**What is needed**:
Continue the passage below on the STS-103 Hubble servicing mission, picking up after its final sentence.

**Excerpted text**:
+++++

The primary objective of STS-103 was the Hubble Servicing Mission 3A. STS-103 had four scheduled Extravehicular Activity (EVA) days where four crew members worked in pairs on alternating days to renew and refurbish the telescope.

NASA officials decided to move up part of the servicing mission that had been scheduled for June 2000 after three of the telescope's six gyroscopes failed. Three gyroscopes must be working to meet the telescope's very precise pointing requirements, and the telescope's flight rules dictated that NASA consider a "call-up" mission before a fourth gyroscope failed. Four new gyros were installed during the first servicing mission (STS-61) in December 1993 and all six gyros were working during the second servicing mission (STS-82) in February 1997. Since then, a gyro failed in 1997, another in 1998 and a third in 1999. The Hubble team believed they understood the cause of the failures, although they could not be certain until the gyros were returned from space. Having fewer than three working gyroscopes would have precluded science observations, although the telescope would have remained safely in orbit until a servicing crew arrived.

Hubble's gyros spin at a constant rate of 19,200 rpm on gas bearings. This wheel is mounted in a sealed cylinder, which floats in a thick fluid. Electricity is carried to the motor by thin wires (approximately the size of a human hair). It is believed that oxygen in the pressurized air used during the assembly process caused the wires to corrode and break. The new gyros were assembled using nitrogen instead of oxygen. Each gyroscope is packaged in a Rate Sensor assembly. The Rate Sensors are packaged in pairs into an assembly called a Rate Sensor Unit (RSU). It is the RSUs that the STS-103's astronauts changed. The RSUs each weigh 11.0 kg and are 12.8 by 10.5 by 8.9 inches (325 by 267 by 226 mm) in size.

+++++

Referring expression data

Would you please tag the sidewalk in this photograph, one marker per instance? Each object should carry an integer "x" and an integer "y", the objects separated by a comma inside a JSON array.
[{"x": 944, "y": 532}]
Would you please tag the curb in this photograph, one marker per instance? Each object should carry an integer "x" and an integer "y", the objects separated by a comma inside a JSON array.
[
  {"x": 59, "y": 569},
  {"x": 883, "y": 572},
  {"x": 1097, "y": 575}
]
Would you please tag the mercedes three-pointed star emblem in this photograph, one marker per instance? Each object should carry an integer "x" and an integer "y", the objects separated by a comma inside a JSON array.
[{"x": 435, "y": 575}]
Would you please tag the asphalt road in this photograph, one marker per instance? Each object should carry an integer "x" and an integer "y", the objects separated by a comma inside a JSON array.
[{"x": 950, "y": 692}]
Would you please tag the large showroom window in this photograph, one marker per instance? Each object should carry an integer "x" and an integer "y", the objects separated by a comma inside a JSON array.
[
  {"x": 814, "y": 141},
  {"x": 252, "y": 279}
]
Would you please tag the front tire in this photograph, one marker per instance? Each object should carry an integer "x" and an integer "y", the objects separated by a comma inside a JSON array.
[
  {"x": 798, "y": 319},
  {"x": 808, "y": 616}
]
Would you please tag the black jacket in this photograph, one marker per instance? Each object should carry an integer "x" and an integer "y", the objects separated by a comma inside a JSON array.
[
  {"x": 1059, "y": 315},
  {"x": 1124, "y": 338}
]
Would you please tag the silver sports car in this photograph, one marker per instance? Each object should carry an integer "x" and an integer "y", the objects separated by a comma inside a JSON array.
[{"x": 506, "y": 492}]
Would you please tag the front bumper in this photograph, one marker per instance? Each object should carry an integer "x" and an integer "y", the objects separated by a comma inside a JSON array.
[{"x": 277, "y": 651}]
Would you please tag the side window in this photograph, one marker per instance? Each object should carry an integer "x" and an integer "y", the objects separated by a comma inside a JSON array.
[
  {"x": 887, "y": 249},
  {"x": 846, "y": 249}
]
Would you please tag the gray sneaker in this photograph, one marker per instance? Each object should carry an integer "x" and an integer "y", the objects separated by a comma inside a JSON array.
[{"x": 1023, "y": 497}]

+++++

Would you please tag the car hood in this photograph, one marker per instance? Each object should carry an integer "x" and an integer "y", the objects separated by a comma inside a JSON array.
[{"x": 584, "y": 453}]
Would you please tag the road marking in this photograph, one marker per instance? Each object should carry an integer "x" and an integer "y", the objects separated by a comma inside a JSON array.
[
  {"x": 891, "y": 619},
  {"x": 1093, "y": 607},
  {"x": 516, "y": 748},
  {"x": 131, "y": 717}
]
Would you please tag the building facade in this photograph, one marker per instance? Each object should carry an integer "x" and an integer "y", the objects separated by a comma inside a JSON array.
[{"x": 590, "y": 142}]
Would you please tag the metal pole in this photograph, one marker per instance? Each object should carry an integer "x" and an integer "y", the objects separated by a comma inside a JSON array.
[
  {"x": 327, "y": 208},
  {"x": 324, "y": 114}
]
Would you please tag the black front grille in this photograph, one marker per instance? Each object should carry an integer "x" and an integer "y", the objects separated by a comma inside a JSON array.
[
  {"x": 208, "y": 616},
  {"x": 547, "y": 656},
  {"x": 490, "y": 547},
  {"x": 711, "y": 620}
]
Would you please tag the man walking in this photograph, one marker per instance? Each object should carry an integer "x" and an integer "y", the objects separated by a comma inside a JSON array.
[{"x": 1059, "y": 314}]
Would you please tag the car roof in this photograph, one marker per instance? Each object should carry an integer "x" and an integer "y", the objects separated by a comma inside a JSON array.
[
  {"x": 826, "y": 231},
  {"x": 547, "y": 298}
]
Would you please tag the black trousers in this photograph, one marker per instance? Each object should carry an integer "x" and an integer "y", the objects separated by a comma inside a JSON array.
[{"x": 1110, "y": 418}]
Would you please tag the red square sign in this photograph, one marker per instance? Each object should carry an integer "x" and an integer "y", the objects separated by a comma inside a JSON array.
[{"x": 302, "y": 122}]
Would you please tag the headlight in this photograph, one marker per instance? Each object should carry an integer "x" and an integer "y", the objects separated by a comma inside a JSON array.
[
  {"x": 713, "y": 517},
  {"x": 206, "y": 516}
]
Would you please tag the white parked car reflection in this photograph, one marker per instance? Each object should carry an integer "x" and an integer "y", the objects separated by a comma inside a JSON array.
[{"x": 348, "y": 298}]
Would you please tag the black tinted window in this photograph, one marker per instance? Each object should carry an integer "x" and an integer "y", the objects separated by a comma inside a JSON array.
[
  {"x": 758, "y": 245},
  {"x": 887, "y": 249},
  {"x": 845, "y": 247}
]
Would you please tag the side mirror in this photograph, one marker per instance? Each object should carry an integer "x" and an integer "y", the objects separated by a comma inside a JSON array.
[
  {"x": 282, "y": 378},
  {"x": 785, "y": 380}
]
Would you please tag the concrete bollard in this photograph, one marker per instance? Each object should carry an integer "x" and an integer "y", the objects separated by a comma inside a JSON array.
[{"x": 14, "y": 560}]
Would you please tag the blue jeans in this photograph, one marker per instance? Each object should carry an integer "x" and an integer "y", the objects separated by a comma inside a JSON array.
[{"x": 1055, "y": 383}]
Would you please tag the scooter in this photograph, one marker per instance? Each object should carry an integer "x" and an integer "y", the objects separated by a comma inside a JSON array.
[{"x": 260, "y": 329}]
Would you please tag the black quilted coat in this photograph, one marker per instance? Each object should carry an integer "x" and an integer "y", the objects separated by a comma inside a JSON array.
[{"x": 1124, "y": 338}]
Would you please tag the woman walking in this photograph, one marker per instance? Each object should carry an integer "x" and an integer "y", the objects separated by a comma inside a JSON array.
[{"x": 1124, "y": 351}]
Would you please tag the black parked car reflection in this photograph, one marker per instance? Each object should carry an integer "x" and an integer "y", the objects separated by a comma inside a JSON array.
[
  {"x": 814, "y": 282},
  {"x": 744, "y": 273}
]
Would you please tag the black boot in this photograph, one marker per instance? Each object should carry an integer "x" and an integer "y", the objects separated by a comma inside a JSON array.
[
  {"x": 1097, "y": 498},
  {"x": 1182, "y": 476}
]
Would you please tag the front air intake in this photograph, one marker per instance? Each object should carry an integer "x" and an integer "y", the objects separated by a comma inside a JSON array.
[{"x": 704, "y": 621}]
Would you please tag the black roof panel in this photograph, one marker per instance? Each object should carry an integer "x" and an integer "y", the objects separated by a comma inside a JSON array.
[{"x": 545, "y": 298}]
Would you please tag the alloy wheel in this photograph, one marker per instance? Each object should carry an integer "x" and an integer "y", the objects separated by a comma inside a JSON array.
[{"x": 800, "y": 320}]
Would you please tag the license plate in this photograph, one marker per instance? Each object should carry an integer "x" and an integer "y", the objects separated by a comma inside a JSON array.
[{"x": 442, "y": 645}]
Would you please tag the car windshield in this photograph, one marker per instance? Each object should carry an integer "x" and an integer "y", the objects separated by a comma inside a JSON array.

+++++

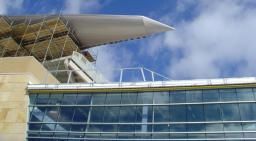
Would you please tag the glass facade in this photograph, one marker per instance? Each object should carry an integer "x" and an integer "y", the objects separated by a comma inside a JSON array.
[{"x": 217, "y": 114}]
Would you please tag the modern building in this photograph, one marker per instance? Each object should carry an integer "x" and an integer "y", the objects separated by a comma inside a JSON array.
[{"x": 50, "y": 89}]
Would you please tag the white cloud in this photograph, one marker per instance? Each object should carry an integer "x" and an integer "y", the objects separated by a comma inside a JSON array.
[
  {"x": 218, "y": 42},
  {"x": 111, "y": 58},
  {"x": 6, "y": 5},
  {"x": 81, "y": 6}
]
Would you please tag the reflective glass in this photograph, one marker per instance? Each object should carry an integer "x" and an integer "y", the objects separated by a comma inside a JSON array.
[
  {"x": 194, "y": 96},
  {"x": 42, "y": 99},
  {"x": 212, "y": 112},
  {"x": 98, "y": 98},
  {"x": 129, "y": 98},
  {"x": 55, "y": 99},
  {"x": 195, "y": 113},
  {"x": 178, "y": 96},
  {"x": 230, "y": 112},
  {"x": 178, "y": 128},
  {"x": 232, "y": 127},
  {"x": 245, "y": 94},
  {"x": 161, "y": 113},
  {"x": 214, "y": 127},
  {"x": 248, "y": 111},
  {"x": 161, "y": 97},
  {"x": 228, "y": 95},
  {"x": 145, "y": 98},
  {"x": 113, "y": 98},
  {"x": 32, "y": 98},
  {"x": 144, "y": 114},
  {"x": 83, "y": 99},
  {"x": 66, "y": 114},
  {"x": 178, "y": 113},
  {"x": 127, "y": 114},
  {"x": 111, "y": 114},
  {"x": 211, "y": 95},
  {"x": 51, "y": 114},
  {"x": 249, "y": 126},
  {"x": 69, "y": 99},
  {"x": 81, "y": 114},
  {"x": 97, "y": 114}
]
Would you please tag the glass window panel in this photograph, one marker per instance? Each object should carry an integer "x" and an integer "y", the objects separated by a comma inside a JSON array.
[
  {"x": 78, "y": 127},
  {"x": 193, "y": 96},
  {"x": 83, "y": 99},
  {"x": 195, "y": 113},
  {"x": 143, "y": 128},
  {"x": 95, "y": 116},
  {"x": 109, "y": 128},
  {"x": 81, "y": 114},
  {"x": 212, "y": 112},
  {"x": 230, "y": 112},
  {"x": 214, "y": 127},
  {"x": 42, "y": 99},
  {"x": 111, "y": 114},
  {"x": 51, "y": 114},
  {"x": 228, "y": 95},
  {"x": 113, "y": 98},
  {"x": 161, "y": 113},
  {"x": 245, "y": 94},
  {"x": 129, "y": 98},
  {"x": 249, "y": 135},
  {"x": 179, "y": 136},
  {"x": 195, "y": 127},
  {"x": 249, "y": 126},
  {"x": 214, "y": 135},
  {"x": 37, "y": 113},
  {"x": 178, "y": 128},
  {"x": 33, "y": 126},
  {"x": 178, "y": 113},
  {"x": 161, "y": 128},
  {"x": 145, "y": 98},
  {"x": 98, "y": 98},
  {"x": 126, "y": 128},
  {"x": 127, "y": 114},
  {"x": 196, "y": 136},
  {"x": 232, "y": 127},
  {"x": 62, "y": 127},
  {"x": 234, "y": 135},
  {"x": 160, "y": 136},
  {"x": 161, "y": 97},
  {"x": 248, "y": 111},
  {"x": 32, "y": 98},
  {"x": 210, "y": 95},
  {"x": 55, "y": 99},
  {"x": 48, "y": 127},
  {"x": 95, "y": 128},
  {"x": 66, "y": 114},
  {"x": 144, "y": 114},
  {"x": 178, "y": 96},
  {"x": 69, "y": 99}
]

+++++

**Response box**:
In addition to replacing all six gyroscopes on the December flight, the crew replaced a Fine Guidance Sensor (FGS) and the spacecraft's computer. The new computer reduced the burden of flight software maintenance and significantly lowered costs. The new computer was 20 times faster and had six times the memory of the DF-224 computer previously used on Hubble. It weighs 32.0 kg and is 18.8 by 18 by 13 inches (478 by 457 by 330 mm) in size. The FGS installed was a refurbished unit that was returned from Servicing Mission 2. It weighs 217 kg and is 5.5 by 4 by 2 feet (1.68 by 1.22 by 0.61 m) in size.

A voltage/temperature improvement kit (VIK) was also installed to protect spacecraft batteries from overcharging and overheating when the spacecraft goes into safe mode. The VIK modifies the charge cutoff voltage to a lower level to prevent battery overcharging and associated overheating. The VIK weighs about 1.4 kg.

The Mars flag

The repair mission also installed a new S-Band Single Access Transmitter (SSAT). Hubble has two identical SSATs onboard and can operate with only one. The SSATs send data from Hubble through NASA's Tracking Data Relay Satellite System (TDRSS) to the ground. The new transmitter replaced one that failed in 1998. The SSAT weighs 3.9 kg and is 14 by 8 by 2 3/4 inches (356 by 203 by 70 mm).

A spare solid state recorder was also installed to allow efficient handling of high-volume data. Prior to the second servicing mission, Hubble used three 1970s-style reel-to-reel tape recorders. During the second servicing mission, one of these mechanical recorders was replaced with a digital solid state recorder. During this mission a second mechanical recorder was replaced by a second solid state recorder. The new recorder could hold approximately 10 times as much data as the old unit (12 gigabytes instead of 1.2 gigabytes). The recorder weighs 11.3 kg and is 12 by 9 by 7 inches in size.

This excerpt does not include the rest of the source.